* EXERCISE BRIEF *
Reproduce the entries below word for word, keeping every line unchanged.
### DATASET
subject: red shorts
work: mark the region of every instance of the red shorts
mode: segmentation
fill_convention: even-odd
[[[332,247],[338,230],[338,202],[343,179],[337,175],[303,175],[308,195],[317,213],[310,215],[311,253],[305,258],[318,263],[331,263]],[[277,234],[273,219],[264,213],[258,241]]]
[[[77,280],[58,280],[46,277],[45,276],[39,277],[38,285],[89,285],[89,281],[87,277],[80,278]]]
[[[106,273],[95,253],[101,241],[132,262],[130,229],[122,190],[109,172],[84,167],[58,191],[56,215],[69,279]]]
######
* ANSWER TO THIS PROBLEM *
subject: red shorts
work: mark the region of every instance of the red shorts
mode: segmentation
fill_convention: even-odd
[[[332,247],[338,230],[338,202],[343,179],[337,175],[303,175],[308,195],[317,213],[310,215],[311,253],[305,258],[318,263],[331,263]],[[277,234],[273,219],[264,213],[258,241]]]
[[[77,280],[58,280],[46,277],[45,276],[39,277],[38,285],[89,285],[89,281],[87,277],[80,278]]]
[[[106,273],[95,253],[101,241],[132,262],[130,229],[122,190],[109,172],[84,167],[58,191],[56,215],[69,279]]]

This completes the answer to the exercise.